### [WHAT IS EXPECTED]
Arrange everything from the start of the rows down to and including the row containing "[563,321,620,377]" as a two-column CSV with the headers prompt_text and box_answer, one CSV line per row. Put each row's text and its full answer in separate quoted fields, with line breaks replaced by spaces.

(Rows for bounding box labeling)
-----

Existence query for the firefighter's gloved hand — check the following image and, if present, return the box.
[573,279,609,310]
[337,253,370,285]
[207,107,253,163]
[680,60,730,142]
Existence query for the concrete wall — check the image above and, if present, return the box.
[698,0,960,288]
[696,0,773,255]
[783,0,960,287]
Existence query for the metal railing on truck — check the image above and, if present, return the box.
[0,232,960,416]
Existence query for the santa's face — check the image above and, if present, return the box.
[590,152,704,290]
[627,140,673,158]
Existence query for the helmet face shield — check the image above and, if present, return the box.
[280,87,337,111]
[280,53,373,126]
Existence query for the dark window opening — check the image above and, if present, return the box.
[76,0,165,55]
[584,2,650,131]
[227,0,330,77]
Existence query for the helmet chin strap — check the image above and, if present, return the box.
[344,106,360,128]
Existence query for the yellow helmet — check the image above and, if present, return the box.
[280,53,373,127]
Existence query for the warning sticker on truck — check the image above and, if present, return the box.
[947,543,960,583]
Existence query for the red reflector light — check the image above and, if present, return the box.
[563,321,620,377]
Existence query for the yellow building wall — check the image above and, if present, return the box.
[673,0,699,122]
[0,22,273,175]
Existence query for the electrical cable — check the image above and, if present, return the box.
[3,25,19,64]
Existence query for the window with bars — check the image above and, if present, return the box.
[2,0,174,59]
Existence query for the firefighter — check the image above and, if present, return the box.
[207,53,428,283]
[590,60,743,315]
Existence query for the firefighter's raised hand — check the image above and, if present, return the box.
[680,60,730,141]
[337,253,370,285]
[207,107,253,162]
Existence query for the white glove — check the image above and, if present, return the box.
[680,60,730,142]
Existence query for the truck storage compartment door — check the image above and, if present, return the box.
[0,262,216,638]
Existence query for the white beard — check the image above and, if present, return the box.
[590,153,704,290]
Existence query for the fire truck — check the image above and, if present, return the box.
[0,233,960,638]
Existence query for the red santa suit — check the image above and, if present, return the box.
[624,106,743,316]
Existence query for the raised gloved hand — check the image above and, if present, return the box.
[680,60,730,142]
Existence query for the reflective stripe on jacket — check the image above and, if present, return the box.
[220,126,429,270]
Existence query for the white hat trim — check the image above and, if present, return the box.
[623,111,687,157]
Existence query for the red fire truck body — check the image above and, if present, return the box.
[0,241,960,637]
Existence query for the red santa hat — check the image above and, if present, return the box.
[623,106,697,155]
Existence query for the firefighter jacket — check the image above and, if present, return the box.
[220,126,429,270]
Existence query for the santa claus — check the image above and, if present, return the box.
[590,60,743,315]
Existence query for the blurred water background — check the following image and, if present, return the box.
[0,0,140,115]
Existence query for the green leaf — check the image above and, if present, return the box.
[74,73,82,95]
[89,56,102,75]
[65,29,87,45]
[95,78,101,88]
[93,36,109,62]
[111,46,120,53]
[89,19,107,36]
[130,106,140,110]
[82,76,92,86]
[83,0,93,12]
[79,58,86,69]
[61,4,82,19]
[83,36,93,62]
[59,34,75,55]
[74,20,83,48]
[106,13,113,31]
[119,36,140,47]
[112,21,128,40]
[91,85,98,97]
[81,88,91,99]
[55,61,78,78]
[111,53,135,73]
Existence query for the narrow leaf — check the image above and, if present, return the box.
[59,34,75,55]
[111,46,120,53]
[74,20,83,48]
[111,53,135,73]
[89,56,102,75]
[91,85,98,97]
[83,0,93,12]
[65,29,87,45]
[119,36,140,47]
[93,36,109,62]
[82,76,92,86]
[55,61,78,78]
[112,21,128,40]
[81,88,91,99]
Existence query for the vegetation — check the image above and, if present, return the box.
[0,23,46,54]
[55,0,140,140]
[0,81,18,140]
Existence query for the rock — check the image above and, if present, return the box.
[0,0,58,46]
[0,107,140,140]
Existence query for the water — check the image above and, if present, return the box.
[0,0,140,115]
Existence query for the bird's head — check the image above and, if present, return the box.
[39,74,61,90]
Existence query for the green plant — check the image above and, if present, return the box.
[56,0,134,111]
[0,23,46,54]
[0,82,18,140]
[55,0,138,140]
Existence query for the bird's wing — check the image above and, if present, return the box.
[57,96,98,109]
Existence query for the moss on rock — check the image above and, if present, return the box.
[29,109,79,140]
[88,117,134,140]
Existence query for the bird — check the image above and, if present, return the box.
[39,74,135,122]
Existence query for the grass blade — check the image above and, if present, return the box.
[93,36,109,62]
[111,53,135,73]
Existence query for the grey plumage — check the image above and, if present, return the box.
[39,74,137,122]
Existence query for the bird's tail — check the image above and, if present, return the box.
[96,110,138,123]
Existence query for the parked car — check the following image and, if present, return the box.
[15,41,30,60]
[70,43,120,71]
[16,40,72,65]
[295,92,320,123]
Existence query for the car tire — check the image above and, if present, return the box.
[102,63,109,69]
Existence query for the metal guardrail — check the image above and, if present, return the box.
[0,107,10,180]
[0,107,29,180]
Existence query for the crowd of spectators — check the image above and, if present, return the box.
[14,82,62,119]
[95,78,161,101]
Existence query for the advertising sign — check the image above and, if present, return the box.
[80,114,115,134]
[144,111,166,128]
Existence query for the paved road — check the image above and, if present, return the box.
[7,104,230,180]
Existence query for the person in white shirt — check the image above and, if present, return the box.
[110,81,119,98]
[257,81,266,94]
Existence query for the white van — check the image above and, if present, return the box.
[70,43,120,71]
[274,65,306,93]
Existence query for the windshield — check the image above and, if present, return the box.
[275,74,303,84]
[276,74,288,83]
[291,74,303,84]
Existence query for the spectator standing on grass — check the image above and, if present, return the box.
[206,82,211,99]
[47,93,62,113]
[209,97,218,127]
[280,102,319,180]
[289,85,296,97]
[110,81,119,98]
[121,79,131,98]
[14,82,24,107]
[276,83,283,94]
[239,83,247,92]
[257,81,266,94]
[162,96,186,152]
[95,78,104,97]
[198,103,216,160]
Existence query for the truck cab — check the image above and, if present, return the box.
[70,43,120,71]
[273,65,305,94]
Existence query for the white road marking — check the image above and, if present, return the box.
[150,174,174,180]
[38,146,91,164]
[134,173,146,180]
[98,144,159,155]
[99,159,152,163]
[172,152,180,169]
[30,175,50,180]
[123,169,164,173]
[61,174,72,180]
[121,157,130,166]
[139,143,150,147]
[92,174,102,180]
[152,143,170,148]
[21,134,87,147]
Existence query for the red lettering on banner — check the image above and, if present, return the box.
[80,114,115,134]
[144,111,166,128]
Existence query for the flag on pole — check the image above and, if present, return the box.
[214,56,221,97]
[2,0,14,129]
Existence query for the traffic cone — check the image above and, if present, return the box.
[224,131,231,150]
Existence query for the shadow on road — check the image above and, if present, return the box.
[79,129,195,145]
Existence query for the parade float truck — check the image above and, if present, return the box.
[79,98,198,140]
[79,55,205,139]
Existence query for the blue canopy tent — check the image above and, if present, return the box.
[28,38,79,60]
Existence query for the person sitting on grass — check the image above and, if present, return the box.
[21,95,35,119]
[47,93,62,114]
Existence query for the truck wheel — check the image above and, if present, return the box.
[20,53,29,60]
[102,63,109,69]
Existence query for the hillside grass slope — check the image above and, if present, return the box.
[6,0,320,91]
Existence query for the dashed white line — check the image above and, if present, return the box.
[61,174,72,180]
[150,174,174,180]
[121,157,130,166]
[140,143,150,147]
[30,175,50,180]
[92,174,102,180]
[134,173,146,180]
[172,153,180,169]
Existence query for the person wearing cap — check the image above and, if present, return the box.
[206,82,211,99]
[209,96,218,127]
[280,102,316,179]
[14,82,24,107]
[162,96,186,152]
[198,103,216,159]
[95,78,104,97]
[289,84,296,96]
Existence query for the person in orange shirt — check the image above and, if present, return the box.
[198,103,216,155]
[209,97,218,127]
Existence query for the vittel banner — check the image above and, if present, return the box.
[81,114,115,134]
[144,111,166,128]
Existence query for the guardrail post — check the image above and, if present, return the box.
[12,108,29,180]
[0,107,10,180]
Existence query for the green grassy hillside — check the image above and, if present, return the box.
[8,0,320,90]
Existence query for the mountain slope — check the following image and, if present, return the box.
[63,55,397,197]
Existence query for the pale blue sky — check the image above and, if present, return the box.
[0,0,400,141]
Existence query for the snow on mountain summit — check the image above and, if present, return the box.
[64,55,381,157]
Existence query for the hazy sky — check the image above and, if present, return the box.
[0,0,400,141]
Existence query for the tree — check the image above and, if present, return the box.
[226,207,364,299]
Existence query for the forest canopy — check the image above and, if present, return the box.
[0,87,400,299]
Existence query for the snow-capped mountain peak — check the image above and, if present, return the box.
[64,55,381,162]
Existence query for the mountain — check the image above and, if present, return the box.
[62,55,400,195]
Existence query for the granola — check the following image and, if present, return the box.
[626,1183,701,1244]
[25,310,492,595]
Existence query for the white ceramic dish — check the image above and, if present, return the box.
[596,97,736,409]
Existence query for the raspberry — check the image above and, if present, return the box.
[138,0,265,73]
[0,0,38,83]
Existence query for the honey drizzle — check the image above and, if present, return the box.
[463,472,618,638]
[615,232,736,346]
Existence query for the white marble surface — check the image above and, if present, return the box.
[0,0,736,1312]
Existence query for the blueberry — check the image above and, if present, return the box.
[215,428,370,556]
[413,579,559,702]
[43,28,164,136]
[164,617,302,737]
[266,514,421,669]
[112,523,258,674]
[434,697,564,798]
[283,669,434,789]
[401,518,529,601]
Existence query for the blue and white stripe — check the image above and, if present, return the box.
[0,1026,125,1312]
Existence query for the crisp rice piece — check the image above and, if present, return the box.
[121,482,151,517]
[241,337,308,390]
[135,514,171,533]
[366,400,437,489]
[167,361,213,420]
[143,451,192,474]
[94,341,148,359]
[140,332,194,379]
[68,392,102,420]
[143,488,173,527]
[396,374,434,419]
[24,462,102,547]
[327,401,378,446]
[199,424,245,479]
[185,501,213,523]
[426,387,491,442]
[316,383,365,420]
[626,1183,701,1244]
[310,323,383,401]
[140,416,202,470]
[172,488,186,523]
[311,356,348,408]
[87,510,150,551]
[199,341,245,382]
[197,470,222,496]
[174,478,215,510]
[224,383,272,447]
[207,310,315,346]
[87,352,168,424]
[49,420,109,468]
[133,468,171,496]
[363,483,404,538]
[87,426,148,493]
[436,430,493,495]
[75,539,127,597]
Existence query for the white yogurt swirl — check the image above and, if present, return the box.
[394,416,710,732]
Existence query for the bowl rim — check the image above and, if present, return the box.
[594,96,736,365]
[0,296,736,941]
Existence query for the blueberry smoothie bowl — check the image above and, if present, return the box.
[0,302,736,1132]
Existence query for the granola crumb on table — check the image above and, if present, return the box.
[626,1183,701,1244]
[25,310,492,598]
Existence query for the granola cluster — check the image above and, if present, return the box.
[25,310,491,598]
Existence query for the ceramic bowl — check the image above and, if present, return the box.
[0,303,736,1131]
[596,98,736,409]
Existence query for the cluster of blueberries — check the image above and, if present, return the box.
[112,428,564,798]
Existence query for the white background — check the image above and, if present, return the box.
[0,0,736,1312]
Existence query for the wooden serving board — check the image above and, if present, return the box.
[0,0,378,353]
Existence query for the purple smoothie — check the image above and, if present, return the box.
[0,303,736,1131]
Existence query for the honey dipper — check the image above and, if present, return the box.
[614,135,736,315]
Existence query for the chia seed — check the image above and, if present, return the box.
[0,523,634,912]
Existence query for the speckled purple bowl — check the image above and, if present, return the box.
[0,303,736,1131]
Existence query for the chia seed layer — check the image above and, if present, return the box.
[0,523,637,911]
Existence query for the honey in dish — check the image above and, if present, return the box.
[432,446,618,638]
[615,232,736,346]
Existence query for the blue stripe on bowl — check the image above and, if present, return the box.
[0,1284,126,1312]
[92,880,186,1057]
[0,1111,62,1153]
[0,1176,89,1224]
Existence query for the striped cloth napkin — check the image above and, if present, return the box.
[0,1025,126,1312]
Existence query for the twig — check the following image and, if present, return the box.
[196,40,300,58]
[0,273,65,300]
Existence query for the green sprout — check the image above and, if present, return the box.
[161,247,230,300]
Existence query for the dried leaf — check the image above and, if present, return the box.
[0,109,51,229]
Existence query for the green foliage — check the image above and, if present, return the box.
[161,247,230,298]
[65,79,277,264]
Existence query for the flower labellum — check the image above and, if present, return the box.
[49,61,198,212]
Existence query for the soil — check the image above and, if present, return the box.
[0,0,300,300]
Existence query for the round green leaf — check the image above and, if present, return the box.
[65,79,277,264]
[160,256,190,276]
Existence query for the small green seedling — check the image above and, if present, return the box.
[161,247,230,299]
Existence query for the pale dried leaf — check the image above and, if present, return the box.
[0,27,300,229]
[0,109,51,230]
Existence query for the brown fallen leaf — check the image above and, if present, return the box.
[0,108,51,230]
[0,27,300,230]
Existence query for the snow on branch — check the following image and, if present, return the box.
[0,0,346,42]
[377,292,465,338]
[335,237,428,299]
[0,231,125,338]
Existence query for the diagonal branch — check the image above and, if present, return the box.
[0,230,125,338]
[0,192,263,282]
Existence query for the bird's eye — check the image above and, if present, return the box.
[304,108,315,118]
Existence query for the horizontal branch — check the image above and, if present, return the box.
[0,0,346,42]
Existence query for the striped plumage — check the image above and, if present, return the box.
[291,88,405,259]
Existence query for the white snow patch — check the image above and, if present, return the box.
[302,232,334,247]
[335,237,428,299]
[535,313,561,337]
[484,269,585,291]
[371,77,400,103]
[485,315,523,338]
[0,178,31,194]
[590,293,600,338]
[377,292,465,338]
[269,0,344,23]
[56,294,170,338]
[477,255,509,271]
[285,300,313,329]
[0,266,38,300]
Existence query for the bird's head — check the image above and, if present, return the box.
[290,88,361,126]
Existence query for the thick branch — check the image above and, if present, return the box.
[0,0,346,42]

-----

### [FULL RESPONSE]
prompt_text,box_answer
"Existence query for the firefighter's gloved hand — check the following image and, if present, return the box.","[573,279,609,310] [337,253,370,285] [207,107,253,163] [680,60,730,142]"
"Existence query for the concrete wall — check the image above and, if present, return the box.","[698,0,960,288] [696,0,773,255] [783,0,960,287]"
"Existence query for the metal railing on truck — check the image above and, if present, return the box.","[0,232,960,416]"
"Existence query for the santa's face — check the image above and, if present, return the box.","[590,152,704,290] [627,140,673,158]"
"Existence query for the helmet face shield — check the image above and, if present, return the box.","[280,87,337,111] [280,53,373,126]"
"Existence query for the dark window opening — check the image above and, if present, return the box.","[76,0,165,55] [584,2,650,131] [227,0,330,77]"
"Existence query for the helmet chin strap — check the image above and, if present, return the box.","[344,106,360,128]"
"Existence query for the yellow helmet — check the image above and, if present, return the box.","[280,53,373,127]"
"Existence query for the warning sticker on truck — check the image above and, if present, return the box.","[947,543,960,583]"
"Existence query for the red reflector light — check the image above and, if present, return the box.","[563,321,620,377]"